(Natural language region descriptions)
● ● ● ● ● ● ●

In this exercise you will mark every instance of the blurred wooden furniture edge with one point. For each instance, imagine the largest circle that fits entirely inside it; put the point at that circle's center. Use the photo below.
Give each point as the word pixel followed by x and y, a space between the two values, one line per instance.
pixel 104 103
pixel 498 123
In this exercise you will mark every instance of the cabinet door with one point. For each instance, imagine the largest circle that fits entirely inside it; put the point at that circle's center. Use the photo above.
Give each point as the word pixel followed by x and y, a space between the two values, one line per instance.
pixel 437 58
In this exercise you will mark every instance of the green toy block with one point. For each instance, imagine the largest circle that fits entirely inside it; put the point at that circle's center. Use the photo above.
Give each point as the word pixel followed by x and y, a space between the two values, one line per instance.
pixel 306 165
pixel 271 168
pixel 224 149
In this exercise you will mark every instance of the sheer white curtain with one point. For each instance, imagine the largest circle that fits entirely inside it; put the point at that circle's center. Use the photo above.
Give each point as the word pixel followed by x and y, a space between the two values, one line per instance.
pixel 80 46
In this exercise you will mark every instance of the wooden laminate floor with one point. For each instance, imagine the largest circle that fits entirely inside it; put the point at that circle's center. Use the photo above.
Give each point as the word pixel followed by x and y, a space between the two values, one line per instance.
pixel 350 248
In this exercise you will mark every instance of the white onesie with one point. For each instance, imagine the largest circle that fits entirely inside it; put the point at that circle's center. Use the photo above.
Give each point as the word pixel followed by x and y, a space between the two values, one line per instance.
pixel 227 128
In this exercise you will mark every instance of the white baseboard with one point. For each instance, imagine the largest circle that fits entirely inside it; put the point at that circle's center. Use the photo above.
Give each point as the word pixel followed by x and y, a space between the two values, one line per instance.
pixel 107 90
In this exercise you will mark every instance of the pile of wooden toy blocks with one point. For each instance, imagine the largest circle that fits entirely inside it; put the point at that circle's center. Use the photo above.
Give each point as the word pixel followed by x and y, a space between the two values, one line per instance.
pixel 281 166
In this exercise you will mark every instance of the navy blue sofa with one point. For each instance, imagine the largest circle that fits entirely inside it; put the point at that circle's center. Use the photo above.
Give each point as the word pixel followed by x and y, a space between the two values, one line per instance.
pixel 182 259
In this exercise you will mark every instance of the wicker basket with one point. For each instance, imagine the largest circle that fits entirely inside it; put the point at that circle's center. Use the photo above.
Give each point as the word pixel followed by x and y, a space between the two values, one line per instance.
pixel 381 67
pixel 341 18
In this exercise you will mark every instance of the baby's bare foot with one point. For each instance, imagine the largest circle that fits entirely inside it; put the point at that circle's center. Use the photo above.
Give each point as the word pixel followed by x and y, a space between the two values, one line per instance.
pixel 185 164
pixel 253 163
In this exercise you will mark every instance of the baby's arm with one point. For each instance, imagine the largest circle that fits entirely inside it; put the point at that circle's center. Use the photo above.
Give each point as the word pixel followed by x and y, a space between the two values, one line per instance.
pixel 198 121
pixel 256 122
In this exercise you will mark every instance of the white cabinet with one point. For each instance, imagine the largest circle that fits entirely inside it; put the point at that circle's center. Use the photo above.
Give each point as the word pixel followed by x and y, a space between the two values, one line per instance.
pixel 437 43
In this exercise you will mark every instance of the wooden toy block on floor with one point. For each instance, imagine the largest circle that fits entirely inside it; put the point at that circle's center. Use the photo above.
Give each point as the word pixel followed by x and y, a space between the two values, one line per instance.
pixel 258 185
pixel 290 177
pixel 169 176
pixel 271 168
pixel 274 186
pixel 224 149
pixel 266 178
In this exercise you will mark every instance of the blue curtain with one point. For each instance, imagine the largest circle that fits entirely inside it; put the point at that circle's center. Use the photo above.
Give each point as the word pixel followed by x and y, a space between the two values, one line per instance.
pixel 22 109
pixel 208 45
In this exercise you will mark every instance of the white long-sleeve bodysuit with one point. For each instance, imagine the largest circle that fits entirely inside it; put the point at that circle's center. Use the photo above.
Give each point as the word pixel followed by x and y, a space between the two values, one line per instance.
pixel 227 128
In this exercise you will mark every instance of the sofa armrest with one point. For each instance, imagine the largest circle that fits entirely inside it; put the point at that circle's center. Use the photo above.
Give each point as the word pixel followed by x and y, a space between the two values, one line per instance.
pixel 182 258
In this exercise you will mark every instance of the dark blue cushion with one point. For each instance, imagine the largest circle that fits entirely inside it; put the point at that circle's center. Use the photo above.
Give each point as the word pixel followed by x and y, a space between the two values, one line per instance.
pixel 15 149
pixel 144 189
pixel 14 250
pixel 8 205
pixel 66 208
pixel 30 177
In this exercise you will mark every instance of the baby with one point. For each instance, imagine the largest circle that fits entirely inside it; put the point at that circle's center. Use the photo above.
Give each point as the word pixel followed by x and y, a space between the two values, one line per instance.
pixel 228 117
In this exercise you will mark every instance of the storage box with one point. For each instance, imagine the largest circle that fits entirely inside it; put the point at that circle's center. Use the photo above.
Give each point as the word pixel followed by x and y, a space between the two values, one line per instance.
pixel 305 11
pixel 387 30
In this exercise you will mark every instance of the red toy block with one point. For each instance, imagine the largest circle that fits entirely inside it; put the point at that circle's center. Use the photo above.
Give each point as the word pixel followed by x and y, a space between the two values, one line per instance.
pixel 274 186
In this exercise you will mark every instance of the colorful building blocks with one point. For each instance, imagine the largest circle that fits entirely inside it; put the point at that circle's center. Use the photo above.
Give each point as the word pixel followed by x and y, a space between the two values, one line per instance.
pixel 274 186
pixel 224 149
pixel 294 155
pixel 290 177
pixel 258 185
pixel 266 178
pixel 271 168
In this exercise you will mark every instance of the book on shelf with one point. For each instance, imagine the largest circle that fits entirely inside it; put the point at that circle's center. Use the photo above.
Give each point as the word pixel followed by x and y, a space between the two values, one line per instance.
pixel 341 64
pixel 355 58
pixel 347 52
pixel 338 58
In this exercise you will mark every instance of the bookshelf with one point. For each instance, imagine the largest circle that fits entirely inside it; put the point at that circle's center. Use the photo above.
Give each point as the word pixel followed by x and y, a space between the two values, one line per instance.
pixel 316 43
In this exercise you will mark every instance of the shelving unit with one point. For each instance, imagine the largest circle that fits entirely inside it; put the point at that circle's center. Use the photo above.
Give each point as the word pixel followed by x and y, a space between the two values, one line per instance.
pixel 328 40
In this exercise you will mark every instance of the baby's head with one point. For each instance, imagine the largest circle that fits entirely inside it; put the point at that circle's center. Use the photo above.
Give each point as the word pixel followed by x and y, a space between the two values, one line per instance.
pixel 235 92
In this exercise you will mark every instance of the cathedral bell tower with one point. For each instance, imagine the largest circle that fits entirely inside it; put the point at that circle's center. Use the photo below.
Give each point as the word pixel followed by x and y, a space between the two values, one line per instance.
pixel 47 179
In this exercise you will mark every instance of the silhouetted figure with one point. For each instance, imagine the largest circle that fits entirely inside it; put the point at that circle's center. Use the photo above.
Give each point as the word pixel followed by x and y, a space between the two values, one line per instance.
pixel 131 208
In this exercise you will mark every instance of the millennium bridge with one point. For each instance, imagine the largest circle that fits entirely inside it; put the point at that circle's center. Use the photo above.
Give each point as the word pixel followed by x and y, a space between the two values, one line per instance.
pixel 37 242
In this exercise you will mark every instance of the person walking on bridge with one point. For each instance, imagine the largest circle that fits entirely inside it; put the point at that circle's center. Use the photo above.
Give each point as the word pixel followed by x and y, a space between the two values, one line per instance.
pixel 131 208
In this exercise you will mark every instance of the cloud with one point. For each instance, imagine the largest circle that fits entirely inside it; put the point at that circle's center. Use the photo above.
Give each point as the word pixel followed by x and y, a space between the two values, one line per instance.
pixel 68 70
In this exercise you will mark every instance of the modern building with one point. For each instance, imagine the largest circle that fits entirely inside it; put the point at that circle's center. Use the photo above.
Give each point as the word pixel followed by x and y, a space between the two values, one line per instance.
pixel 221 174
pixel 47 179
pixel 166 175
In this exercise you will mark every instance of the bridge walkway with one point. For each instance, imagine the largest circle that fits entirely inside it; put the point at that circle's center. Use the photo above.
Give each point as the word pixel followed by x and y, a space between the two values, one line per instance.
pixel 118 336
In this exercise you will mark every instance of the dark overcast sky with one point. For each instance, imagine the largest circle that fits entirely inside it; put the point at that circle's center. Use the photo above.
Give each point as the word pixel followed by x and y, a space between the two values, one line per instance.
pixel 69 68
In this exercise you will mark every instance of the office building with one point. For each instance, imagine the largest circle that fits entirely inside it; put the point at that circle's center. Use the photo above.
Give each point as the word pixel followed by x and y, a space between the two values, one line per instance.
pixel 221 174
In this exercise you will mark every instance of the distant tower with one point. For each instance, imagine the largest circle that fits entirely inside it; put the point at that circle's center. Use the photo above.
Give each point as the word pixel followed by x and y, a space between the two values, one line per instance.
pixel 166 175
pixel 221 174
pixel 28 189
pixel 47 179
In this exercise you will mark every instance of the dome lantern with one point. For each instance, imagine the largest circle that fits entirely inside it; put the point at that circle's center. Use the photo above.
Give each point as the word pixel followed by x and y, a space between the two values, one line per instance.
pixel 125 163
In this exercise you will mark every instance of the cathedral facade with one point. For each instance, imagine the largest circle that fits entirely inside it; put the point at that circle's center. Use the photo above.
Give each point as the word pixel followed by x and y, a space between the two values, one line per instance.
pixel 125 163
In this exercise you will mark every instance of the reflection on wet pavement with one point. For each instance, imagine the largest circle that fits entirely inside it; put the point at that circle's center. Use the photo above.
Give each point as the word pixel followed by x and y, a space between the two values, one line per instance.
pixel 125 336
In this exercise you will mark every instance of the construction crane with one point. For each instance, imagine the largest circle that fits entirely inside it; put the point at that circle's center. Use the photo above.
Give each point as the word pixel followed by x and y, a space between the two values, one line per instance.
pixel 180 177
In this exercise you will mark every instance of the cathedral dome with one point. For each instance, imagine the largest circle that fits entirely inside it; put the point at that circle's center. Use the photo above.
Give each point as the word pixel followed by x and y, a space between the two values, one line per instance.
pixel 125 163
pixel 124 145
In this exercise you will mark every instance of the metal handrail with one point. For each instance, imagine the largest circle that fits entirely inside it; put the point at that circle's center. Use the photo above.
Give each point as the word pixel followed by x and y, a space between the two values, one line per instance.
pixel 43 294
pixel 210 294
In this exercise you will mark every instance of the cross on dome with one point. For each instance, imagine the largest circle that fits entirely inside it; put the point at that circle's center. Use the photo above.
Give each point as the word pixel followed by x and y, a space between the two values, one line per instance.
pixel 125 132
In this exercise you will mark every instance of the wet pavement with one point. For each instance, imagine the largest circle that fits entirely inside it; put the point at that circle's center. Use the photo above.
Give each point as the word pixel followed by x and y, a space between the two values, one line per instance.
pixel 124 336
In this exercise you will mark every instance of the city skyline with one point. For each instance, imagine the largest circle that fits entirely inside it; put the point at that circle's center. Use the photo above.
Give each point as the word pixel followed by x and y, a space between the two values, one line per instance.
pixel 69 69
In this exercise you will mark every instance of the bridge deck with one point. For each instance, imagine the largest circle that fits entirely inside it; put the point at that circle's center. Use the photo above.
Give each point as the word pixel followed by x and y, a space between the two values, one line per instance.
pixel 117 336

● ● ● ● ● ● ●

The lines to copy run from the first line of the entries to the line containing "In this exercise you will mark every instance of the sheer"; copy them exactly and output nothing else.

In this exercise you will mark every instance of the blurred wooden furniture edge with one point. For each instance, imagine the largest circle that fits entirely inside it; put the point at that circle's center. Use the photo below.
Give each point as the word pixel followed by x and y, a space between the two values, one line per instance.
pixel 104 103
pixel 498 123
In this exercise you will mark every instance of the cabinet door with one point. For each instance, imagine the largest circle that fits entirely inside it; put the point at that circle's center. Use the photo above.
Give each point as the word pixel followed by x and y, a space between the two values, one line per instance.
pixel 437 58
In this exercise you will mark every instance of the green toy block with one point. For each instance, imagine the largest circle that fits entirely inside it; put the point at that circle's center. Use the photo above.
Give each point as the word pixel followed by x and y, a space between the two values, one line per instance.
pixel 306 165
pixel 271 168
pixel 224 149
In this exercise you will mark every instance of the sheer white curtain with one point. For each instance, imagine the largest circle that fits entirely inside it; put the point at that circle's center. Use the photo above.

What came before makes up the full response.